* **Directions for this task**: Pick out every line in the listing below that contains the word "conifer", and copy each one in full.

---------- Provided material ----------

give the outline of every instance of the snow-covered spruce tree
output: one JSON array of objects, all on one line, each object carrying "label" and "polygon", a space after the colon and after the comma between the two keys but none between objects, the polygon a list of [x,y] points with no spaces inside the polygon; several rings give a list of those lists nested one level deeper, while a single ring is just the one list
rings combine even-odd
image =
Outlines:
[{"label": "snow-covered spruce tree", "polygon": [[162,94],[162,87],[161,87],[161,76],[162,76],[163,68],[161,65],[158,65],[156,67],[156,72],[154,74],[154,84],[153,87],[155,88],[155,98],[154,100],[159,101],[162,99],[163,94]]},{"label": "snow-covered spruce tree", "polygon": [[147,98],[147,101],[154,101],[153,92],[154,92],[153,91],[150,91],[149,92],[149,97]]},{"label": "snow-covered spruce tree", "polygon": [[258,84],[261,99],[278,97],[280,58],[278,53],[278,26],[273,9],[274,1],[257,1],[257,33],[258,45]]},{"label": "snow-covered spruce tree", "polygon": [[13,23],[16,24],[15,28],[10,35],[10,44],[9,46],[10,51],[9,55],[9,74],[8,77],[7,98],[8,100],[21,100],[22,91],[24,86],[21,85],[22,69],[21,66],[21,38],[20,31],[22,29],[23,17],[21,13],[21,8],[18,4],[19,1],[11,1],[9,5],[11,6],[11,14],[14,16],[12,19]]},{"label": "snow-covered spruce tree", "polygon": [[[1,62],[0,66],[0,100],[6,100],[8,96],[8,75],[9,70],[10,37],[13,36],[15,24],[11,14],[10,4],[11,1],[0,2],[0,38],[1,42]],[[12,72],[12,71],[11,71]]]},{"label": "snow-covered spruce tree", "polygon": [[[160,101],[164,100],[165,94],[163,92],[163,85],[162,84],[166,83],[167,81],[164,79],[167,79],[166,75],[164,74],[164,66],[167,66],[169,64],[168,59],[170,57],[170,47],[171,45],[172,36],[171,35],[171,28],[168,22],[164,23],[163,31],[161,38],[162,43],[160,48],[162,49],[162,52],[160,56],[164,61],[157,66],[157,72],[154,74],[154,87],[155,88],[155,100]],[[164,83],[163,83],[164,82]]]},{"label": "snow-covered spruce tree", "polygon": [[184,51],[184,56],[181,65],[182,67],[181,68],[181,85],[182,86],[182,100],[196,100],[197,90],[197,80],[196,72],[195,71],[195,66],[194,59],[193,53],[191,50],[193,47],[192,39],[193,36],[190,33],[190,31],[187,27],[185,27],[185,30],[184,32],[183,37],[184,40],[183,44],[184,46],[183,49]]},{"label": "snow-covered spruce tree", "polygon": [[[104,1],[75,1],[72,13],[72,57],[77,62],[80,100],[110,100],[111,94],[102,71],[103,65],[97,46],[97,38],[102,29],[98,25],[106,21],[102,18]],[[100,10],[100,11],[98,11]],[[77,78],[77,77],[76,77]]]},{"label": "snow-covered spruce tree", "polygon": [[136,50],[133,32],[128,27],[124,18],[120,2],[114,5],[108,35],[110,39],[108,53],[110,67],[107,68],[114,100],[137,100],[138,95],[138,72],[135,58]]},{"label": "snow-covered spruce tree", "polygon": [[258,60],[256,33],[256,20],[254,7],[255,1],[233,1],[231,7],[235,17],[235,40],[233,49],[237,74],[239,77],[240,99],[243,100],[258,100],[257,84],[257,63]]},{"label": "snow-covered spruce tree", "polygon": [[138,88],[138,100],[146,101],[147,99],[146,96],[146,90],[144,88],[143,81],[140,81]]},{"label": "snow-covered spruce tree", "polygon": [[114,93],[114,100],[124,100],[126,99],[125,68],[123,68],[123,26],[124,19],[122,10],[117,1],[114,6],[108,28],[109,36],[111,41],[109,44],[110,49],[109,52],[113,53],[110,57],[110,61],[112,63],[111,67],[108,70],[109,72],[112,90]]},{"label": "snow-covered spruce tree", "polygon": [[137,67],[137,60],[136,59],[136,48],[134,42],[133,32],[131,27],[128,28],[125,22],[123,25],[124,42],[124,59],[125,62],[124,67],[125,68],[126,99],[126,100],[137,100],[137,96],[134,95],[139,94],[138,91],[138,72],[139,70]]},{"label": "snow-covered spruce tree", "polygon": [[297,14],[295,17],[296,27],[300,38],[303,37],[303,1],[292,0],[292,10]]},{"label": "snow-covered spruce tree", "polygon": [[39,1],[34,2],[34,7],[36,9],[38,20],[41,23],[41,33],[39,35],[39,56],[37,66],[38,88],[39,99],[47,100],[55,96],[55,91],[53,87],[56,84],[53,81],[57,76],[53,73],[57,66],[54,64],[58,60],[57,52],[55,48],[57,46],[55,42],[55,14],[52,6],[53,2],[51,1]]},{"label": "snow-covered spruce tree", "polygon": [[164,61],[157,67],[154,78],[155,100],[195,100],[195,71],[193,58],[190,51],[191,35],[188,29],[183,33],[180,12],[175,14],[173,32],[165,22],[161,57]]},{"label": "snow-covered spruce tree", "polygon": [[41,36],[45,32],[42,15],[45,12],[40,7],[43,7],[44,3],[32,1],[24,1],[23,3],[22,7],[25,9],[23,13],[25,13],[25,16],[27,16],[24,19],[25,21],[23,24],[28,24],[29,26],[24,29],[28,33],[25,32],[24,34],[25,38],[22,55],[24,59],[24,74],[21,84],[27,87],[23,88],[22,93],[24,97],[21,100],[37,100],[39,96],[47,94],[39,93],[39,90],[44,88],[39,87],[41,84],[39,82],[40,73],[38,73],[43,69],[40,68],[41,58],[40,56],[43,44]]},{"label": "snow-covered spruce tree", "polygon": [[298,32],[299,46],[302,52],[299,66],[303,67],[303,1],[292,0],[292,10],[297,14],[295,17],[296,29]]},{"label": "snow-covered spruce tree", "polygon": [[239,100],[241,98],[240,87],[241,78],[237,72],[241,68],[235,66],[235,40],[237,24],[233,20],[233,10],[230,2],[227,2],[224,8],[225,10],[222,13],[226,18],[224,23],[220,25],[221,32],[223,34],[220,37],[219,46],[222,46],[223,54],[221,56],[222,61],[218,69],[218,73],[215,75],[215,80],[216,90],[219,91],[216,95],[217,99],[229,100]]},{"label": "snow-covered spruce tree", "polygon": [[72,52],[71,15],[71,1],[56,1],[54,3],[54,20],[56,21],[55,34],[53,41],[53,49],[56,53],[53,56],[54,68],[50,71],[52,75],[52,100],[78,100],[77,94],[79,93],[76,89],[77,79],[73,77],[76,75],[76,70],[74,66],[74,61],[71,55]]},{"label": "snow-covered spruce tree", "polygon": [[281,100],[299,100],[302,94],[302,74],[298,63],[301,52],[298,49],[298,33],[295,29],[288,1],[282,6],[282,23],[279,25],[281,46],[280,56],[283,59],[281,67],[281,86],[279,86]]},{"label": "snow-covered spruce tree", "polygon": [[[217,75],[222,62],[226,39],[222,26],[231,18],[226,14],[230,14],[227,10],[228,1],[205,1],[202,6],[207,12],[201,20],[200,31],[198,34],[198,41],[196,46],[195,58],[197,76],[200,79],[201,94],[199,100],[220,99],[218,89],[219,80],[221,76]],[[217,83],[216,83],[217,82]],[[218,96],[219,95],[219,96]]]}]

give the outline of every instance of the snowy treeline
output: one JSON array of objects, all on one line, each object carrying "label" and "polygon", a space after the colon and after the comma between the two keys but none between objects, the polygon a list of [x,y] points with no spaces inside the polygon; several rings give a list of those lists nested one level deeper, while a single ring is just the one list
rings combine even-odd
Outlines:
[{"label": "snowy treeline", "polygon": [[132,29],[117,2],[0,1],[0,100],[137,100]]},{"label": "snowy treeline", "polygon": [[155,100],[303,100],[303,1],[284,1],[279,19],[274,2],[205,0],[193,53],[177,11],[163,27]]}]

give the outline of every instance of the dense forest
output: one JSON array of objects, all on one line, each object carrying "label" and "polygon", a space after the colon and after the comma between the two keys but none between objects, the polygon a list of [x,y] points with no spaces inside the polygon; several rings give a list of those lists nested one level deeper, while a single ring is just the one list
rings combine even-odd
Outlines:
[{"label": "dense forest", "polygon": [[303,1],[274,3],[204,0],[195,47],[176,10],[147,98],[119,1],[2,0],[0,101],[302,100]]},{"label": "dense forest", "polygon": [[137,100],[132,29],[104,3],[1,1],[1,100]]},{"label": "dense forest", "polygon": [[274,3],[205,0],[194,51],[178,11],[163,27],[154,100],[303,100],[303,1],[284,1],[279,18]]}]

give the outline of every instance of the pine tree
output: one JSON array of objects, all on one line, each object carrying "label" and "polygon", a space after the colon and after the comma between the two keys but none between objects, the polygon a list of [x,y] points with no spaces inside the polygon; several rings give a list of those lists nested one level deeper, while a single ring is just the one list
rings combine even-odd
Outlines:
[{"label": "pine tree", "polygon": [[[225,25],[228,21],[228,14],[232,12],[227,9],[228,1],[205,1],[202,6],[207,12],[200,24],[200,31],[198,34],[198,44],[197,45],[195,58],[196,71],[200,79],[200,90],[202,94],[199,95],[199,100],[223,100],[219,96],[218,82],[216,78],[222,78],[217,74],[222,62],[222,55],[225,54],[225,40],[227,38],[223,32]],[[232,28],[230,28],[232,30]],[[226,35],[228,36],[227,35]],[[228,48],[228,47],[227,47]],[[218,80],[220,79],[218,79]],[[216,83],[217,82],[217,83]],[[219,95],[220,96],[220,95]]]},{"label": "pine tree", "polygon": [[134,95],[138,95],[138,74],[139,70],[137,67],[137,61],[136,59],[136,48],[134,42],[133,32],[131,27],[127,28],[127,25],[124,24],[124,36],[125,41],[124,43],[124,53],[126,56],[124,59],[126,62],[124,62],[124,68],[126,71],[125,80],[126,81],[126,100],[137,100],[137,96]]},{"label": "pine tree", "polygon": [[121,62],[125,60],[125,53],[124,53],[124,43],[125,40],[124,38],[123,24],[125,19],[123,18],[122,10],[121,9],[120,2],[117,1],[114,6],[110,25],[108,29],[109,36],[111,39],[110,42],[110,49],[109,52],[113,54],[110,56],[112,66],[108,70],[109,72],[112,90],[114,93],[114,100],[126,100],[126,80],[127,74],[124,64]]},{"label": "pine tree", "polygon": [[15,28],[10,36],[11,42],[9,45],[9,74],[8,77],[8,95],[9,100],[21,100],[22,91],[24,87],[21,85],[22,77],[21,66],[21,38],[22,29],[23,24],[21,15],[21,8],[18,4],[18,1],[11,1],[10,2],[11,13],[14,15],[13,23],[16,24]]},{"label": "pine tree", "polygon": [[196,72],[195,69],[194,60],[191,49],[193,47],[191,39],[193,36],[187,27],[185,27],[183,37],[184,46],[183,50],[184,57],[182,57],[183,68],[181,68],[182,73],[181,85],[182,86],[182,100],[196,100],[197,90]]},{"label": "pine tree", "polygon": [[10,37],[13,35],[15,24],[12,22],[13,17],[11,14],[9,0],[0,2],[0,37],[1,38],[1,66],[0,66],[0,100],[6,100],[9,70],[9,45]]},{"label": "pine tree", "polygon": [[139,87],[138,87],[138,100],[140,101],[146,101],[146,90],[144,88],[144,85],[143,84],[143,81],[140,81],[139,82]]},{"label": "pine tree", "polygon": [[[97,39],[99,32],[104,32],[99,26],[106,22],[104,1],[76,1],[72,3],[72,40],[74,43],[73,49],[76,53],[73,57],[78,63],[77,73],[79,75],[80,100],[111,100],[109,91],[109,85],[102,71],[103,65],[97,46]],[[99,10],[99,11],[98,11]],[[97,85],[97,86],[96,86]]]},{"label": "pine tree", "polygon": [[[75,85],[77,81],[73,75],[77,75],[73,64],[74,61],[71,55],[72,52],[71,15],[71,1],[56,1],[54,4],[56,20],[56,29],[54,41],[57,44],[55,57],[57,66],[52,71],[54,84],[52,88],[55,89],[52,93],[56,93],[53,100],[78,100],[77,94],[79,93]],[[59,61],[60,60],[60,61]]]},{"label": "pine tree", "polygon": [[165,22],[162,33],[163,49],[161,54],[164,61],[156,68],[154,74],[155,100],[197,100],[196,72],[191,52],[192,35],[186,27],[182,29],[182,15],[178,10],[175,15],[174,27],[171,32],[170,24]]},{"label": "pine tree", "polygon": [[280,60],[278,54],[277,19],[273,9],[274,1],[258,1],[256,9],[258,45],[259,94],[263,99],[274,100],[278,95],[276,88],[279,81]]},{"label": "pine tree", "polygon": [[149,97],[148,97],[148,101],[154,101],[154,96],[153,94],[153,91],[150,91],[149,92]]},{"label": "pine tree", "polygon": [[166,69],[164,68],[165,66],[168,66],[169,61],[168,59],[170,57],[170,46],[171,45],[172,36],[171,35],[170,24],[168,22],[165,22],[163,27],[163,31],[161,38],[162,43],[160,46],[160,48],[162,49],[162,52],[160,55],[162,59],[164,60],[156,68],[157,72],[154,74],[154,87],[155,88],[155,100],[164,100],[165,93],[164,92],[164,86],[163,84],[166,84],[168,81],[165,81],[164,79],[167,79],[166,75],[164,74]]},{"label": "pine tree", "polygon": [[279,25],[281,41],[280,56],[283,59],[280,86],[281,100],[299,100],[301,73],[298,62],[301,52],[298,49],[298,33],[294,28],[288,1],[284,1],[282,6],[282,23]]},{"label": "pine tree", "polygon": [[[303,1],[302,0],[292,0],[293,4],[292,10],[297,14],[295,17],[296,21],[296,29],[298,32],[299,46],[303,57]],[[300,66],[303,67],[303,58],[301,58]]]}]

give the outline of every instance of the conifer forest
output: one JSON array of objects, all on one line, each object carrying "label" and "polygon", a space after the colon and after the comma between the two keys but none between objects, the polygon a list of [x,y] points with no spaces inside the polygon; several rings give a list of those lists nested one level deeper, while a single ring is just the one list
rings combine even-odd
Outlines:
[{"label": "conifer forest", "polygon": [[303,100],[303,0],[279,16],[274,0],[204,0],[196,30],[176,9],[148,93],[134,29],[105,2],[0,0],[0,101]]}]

----------

* **Answer to the problem**:
give the outline of every instance of the conifer forest
[{"label": "conifer forest", "polygon": [[303,100],[303,0],[279,16],[274,0],[204,0],[196,30],[176,9],[148,93],[134,29],[105,2],[0,0],[0,101]]}]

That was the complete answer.